> **Prompt**: Reproduce the entries verbatim from their beginning up to and including the line that contains "[0,32,206,299]". Leave the pictures out of your answer.

> **Extracted entries**:
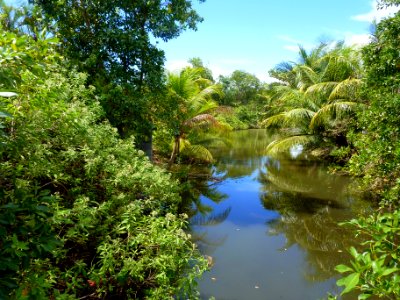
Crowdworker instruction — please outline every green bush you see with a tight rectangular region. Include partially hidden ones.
[336,211,400,299]
[0,32,206,299]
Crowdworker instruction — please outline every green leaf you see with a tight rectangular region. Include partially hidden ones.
[382,268,399,276]
[0,92,18,98]
[337,273,360,295]
[335,265,354,273]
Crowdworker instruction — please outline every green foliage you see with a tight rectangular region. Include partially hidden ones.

> **Written reply**:
Crowdworker instruction — please outline every green bush you see with a tight rectangular region. Include partially hidden ones.
[336,211,400,299]
[0,32,206,299]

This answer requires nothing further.